▶ _Exercise_
What is the number of lines in the data below that hold the word "noseband"? Give nothing beyond that number.

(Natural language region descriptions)
• • • •
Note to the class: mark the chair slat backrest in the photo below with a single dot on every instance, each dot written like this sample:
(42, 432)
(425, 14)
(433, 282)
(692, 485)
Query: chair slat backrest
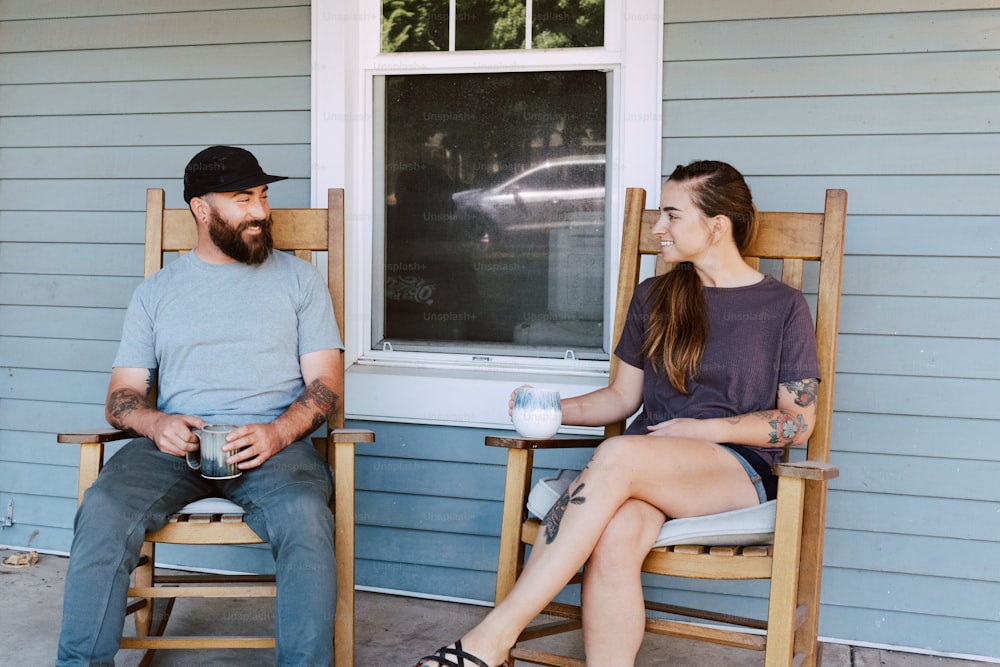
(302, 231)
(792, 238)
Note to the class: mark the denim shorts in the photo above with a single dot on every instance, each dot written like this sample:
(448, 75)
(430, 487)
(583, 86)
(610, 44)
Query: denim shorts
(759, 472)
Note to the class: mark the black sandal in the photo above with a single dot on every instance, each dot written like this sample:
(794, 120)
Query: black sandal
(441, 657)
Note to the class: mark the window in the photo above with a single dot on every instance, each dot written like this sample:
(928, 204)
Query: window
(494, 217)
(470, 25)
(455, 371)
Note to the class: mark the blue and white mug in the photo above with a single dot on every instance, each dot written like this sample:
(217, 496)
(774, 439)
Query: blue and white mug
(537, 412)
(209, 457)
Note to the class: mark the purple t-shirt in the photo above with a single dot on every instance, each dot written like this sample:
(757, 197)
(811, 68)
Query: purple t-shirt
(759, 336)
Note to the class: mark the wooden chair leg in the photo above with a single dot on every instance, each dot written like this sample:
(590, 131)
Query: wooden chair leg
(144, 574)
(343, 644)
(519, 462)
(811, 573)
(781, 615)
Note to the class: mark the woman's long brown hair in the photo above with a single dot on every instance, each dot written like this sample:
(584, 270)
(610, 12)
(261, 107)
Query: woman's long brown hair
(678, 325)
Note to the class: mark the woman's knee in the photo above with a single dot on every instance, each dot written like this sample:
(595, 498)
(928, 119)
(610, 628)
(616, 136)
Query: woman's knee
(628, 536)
• • • •
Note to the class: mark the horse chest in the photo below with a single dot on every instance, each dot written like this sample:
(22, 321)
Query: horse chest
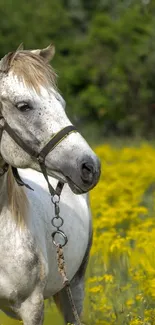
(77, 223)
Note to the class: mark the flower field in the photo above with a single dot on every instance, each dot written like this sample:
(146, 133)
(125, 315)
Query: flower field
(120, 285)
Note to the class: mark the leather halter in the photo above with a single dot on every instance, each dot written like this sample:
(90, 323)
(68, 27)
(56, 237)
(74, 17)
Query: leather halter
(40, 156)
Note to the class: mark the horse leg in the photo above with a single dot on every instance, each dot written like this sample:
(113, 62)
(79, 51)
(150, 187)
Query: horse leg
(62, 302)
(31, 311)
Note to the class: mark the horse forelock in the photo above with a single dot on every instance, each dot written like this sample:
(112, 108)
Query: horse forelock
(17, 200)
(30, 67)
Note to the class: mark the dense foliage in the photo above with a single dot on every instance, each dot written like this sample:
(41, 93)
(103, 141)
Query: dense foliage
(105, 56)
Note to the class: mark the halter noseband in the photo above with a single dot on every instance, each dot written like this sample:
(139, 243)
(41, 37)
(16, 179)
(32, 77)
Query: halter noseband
• • • •
▶ _Result for this task_
2